___ Raw data
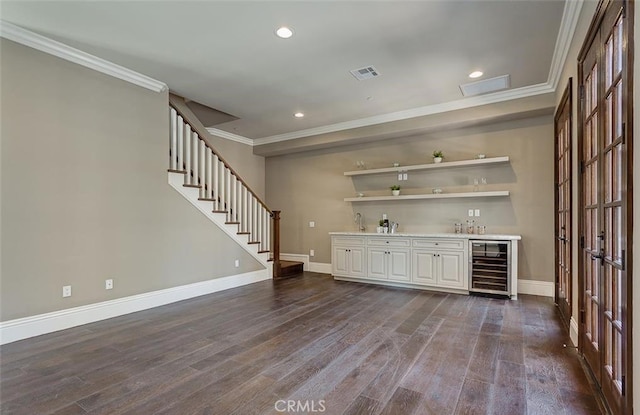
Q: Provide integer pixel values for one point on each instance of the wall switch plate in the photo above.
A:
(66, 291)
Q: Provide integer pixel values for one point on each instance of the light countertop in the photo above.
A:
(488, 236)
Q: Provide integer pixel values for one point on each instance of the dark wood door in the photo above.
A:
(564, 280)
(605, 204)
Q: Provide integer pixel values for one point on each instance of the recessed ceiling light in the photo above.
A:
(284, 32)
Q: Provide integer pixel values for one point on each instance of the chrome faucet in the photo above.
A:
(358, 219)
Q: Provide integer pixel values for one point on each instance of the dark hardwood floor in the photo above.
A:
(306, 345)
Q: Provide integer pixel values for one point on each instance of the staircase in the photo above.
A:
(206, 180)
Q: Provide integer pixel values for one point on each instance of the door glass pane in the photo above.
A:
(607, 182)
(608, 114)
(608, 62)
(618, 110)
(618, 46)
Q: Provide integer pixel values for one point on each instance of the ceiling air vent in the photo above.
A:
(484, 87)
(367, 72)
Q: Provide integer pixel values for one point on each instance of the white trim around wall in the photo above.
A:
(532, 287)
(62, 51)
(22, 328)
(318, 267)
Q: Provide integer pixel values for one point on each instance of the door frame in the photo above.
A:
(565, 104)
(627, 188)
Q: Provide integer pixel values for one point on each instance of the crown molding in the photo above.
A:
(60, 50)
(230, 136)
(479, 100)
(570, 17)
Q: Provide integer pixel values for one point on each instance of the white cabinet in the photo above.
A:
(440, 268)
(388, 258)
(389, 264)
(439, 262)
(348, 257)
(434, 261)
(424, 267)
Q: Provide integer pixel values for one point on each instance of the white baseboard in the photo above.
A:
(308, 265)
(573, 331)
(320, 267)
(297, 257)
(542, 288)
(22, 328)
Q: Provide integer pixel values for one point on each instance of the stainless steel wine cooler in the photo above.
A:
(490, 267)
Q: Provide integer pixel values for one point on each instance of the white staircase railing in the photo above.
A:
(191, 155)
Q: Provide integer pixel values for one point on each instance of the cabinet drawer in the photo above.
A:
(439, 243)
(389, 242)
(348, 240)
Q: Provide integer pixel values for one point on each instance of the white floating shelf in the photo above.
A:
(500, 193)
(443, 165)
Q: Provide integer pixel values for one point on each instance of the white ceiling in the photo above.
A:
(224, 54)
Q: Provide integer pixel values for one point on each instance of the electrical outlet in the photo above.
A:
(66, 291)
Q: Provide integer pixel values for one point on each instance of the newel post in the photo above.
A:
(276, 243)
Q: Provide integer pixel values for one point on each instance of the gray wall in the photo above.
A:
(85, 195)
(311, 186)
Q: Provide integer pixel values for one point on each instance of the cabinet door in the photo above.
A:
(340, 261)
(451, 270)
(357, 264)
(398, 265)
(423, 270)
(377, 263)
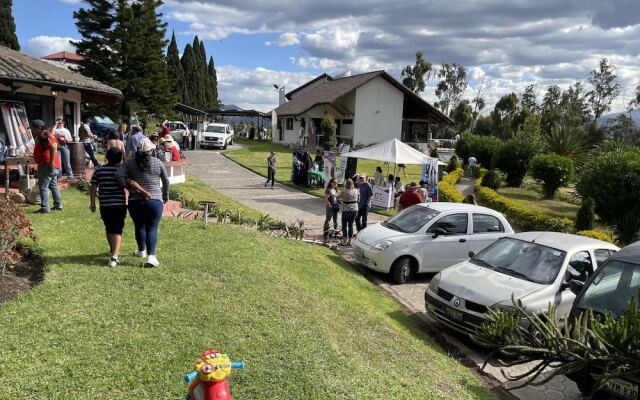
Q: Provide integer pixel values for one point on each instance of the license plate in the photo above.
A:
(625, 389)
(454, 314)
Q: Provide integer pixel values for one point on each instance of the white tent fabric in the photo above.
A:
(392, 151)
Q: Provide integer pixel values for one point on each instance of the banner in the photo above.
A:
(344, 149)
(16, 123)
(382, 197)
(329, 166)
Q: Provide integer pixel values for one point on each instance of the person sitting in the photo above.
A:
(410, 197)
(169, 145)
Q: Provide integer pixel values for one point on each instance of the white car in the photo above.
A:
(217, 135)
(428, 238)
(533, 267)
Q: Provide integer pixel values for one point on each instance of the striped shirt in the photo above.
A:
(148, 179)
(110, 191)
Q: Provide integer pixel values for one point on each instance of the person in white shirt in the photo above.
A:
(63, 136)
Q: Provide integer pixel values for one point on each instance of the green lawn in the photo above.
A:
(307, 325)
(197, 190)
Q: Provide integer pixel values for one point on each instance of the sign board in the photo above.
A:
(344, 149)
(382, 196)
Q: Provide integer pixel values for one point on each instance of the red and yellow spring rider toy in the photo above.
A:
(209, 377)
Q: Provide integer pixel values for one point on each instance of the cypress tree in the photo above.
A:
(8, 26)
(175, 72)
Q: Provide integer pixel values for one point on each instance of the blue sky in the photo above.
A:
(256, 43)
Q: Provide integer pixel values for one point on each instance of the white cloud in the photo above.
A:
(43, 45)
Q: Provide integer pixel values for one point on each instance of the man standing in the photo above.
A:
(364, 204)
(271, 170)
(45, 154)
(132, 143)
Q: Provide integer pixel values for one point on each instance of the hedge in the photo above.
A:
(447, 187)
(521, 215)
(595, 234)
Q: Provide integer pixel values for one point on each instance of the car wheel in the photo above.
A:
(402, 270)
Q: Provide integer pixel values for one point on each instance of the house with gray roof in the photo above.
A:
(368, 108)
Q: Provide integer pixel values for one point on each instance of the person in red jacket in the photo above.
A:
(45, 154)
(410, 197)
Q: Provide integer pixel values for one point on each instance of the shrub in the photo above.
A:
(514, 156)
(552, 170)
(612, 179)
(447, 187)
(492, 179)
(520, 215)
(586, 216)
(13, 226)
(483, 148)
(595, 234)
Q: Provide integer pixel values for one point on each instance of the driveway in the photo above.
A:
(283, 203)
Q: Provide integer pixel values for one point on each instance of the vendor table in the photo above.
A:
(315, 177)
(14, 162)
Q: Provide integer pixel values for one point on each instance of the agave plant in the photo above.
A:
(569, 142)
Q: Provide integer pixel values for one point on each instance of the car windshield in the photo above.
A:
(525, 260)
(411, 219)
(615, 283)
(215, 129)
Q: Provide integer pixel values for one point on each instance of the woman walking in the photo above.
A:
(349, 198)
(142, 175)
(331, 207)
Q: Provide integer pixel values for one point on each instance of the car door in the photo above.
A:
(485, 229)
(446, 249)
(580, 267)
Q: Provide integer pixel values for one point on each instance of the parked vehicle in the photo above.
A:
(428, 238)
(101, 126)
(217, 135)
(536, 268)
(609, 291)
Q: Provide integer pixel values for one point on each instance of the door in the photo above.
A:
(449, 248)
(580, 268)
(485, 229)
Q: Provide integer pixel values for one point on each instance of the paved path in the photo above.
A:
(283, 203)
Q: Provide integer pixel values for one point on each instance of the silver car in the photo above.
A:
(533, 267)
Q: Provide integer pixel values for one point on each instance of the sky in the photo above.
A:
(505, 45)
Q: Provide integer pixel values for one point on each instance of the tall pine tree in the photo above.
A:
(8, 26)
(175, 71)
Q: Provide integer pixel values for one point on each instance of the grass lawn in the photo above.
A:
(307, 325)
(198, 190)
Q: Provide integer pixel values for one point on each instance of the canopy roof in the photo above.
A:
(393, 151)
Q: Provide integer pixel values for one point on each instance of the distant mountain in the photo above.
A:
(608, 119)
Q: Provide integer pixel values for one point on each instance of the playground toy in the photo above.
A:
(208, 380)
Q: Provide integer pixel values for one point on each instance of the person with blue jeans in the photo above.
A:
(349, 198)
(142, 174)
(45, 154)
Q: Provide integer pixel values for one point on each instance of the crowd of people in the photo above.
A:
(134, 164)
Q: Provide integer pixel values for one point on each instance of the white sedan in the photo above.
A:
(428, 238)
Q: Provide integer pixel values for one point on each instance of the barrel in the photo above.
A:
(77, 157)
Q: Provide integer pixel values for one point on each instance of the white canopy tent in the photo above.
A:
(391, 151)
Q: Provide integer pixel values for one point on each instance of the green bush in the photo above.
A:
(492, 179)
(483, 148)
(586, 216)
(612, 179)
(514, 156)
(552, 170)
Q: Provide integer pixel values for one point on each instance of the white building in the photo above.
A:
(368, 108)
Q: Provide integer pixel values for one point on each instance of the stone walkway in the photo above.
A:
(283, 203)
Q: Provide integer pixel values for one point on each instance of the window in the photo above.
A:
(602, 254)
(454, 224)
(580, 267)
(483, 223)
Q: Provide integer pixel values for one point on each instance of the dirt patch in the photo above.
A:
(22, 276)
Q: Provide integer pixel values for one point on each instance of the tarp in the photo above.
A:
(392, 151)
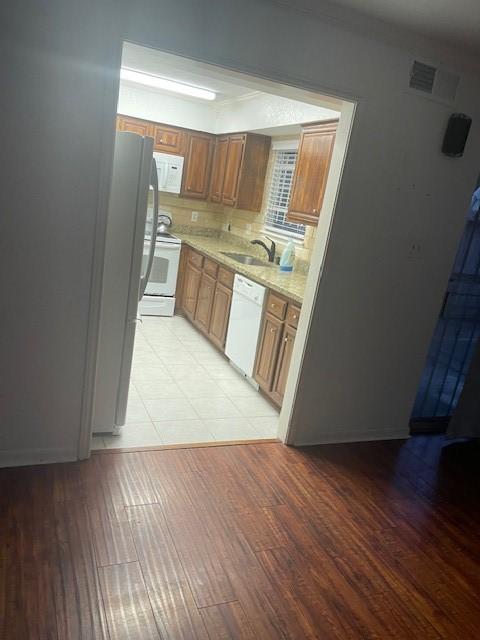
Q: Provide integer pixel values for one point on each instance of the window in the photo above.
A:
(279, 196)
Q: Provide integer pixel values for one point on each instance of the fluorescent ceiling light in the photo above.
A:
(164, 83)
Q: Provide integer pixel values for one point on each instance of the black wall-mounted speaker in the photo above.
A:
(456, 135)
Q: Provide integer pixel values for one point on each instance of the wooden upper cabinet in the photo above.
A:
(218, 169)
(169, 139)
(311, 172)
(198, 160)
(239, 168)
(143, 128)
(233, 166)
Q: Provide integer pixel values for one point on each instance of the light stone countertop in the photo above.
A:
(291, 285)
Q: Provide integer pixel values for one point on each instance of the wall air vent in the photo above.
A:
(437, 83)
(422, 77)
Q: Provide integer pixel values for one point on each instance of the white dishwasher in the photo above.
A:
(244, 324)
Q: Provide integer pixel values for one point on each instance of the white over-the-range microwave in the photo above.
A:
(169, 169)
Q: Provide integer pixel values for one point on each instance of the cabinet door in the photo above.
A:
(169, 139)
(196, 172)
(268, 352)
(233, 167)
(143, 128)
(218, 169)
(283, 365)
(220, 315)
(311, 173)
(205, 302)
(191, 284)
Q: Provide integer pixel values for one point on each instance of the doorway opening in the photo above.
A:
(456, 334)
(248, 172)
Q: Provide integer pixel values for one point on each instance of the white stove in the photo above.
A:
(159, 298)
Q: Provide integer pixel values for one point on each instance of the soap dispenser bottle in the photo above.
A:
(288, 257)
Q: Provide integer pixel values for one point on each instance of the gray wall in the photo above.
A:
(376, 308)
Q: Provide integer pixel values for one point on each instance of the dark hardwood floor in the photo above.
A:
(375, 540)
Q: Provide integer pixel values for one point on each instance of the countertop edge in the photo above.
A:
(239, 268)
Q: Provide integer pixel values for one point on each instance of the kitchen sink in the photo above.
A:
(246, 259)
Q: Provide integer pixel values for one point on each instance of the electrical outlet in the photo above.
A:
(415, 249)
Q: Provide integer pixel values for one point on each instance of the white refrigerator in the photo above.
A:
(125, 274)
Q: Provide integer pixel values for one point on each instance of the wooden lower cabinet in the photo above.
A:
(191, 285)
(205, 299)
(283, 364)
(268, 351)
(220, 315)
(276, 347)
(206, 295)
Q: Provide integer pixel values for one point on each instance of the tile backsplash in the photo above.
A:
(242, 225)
______
___ Raw data
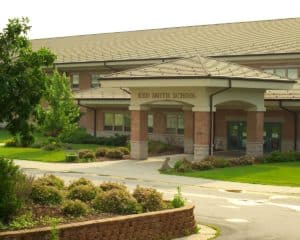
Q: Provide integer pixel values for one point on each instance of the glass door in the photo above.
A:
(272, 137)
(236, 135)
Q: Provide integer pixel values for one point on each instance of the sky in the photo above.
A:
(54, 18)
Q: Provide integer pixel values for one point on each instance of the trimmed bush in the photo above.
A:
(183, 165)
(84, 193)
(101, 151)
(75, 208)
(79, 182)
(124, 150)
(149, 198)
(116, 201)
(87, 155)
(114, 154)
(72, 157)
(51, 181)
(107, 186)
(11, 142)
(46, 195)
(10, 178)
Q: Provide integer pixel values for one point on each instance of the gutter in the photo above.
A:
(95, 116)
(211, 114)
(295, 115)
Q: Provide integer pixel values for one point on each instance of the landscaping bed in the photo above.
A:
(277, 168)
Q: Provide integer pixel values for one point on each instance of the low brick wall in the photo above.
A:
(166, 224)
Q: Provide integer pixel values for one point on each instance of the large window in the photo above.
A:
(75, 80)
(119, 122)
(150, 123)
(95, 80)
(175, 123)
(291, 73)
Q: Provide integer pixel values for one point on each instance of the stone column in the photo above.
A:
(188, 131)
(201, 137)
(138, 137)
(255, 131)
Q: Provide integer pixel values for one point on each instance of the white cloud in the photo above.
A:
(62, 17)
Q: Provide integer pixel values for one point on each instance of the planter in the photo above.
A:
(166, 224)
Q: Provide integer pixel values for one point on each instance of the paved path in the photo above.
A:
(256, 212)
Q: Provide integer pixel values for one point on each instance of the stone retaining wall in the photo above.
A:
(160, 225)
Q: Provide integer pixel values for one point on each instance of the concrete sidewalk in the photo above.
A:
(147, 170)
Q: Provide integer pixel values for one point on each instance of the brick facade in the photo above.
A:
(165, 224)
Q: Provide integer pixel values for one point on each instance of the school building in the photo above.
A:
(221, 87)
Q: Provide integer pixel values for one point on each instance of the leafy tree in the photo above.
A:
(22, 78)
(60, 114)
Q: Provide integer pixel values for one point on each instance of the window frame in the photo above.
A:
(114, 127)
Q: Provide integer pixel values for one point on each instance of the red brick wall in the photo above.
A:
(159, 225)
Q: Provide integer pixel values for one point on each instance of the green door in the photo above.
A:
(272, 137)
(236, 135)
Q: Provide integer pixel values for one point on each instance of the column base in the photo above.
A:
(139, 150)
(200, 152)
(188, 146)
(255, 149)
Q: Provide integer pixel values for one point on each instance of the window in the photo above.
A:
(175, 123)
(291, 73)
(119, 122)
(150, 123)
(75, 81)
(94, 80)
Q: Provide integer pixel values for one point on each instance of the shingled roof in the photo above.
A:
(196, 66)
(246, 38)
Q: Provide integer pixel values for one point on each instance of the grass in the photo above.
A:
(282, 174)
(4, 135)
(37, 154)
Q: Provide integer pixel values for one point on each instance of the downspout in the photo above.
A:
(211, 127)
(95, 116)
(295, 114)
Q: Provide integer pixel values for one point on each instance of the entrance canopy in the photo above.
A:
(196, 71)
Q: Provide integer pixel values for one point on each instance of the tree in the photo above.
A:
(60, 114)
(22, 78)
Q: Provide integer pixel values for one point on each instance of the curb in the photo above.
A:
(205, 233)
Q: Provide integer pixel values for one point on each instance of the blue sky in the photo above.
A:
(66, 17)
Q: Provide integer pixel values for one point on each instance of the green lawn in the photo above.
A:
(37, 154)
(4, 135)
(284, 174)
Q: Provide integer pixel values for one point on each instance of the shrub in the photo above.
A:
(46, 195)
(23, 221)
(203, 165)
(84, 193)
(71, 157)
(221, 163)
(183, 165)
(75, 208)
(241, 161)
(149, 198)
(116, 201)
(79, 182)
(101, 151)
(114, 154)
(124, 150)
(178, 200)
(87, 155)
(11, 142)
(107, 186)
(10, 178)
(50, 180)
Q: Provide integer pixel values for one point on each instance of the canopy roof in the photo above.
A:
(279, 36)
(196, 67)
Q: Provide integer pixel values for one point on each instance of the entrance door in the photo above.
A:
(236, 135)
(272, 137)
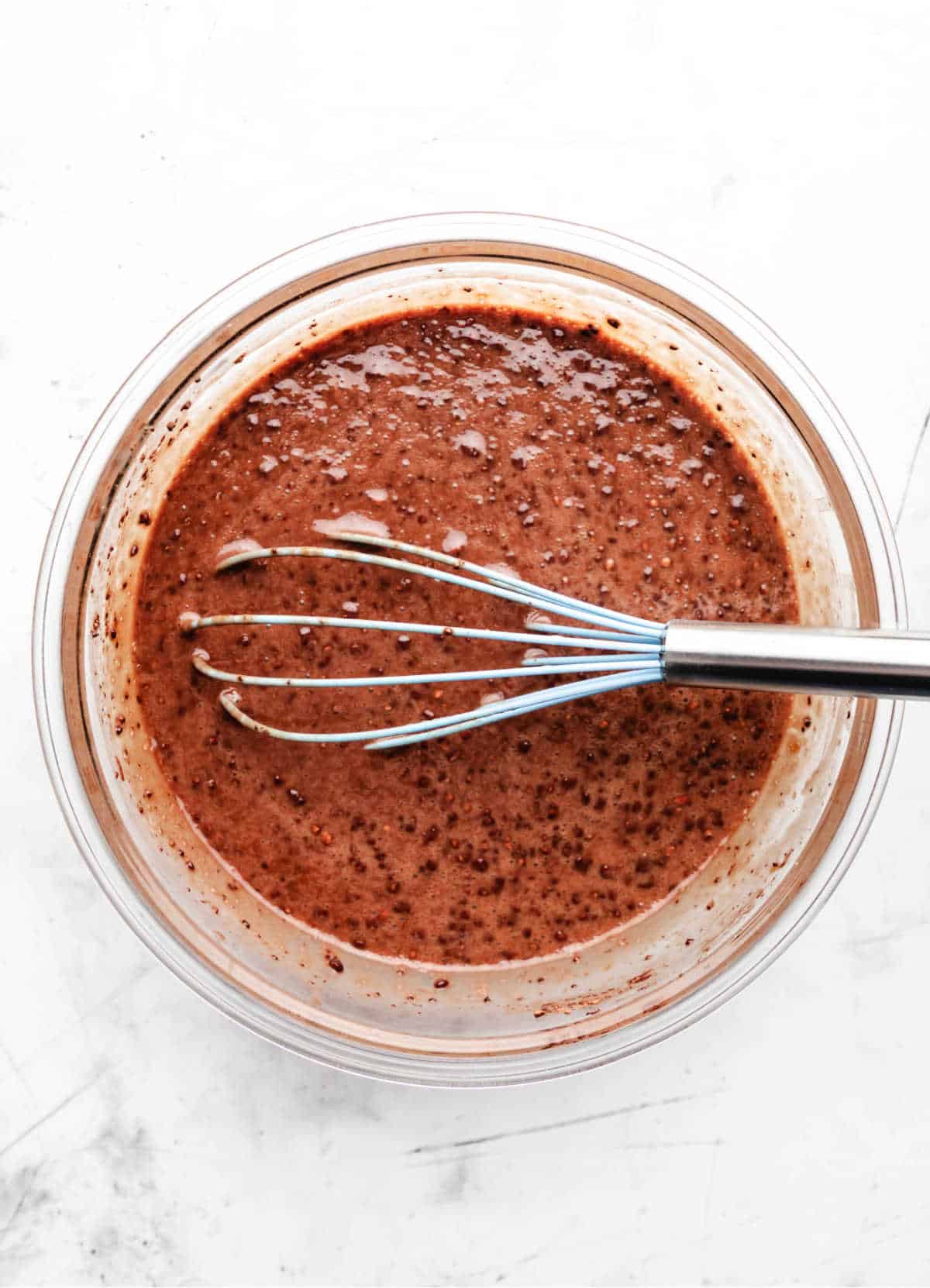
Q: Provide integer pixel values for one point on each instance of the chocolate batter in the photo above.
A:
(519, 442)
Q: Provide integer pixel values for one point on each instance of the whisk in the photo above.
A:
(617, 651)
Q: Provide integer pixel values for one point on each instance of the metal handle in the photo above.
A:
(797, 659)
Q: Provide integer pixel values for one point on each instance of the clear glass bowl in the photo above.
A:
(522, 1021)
______
___ Raw data
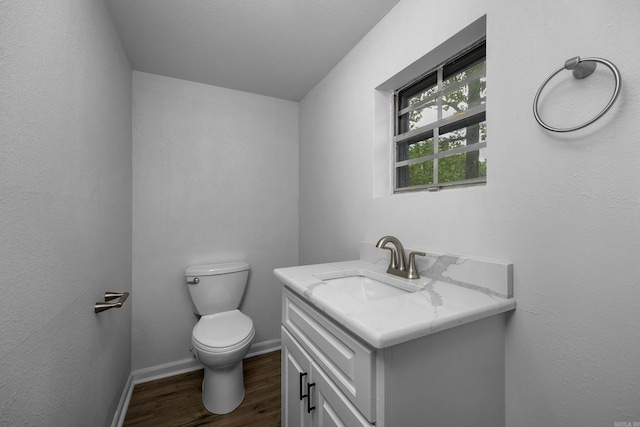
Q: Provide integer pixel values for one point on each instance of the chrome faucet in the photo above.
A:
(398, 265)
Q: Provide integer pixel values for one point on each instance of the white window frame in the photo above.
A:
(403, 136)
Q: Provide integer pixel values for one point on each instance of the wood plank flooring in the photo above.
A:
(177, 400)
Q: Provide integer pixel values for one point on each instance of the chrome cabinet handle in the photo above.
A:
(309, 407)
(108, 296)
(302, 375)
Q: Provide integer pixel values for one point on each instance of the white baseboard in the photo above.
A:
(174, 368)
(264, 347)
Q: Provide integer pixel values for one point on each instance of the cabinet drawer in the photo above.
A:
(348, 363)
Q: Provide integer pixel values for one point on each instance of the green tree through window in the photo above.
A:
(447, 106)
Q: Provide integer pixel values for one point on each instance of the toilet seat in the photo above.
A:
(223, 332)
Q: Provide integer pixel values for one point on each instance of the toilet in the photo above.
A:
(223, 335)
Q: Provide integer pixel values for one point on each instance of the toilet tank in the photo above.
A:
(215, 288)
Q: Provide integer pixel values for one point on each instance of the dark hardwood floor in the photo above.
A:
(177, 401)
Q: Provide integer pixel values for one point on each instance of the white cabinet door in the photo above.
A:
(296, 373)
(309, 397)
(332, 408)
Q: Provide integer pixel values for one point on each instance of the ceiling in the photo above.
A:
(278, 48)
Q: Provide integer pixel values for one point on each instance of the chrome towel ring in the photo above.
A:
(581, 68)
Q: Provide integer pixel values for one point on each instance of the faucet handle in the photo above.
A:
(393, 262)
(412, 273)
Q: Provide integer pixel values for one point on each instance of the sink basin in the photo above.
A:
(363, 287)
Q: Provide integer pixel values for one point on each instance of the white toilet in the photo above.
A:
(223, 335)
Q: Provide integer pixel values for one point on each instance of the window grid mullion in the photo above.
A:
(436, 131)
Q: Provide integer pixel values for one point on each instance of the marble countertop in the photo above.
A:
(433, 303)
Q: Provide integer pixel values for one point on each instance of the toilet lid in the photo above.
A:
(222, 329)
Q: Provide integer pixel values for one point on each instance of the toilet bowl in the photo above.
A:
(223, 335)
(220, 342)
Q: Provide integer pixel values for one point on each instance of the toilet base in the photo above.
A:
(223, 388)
______
**Task description:** Return each line above where the word "tree" shows up.

**Response box:**
Q: Provide integer pixel values for one point on each instance of the cypress tree in the photo above.
Q: Provide integer pixel values for one point on each instance of the tall pine tree in the photo above.
Q: Provide integer pixel values for one point on each instance of the leafy tree in the photo above.
Q: Provide integer pixel values for one point on each instance of the tree in the photo above.
Q: Provide integer pixel values for one point on each instance of the green tree through window in the photo above.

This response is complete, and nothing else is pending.